Article

Knee Replacements: Big Data Favors Larger Procedures?

More careful patient selection is making knee replacement ever safer, judging from data in a huge British registry. But the analysis may generate an unfair bias favoring total over partial replacement.

Cobb JP. Comment: Patient safety after partial and total knee replacement. The Lancet (2014) 384:1405-1407. doi:10.1016/S0140-6736(14)60885-0

Liddle AD, Judge A, Pandit H, Murray DW. Adverse outcomes after total and unicompartmental knee replacement in 101, 330 matched patients: a study of data from the National Joint Registry for England and Wales. The Lancet (2014) 384:1437-1445. doi:10.1016/S0140-6736(14)60419-0

Hunt LP, Ben-Shlomo Y, Clark EM, et al. 45-day mortality after 467, 779 knee replacements for osteoarthritis from the National Joint Registry for England and Wales: an observational study. The Lancet. (2014) 384:1429-1436. doi:10.1016/S0140-6736(14)60540-7

Unicompartmental knee replacement (UKR) has a lower mortality risk than total knee replacement (TKR), particularly in the first 30 days, but carries a higher rate of revisions, according to analyses of a national registry.

WHAT YOU WILL DO:
a – In the knee replacement article, which procedure carries a higher rate of revisions than total knee replacement?
b – Write a continuation of the knee replacement article that follows on from its final sentence.

STUDY MATERIAL:
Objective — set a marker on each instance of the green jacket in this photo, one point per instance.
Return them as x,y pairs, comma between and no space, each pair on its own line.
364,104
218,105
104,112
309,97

RESPONSES BY ITEM NUMBER:
a – Unicompartmental knee replacement (UKR)

b –
Two papers look at data from the National Joint Registry of England and Wales, which contains information on more than 500,000 knee replacements registered since 2003.

The authors point out that if 100 patients receive UKR instead of TKR, there would be around one fewer death, but three more re-operations in the first 4 years after surgery.

Overall, the authors report that the mortality from primary knee replacements declined over 9 years, from 0.37% in 2003 to 0.20% in 2011. The “healthy-surgery effect,” where surgery is not an option for high-risk patients, may be at work here, they suggest. 

Also, age and male gender are major risk factors for mortality after knee replacement surgery, and related risk factors, including myocardial infarction and renal disease, also increase with age. The authors argue for careful patient selection and counseling.

However, an accompanying commentary claims that using revision rates to compare UKR to TKR may led to a bias against UKR. A successful joint revision becomes a failure in the registry, while a joint replacement that cannot be revised is deemed a success, the author explains, adding that “the TKR industry will continue to grow steadily encouraged by statistics based upon revision rates alone."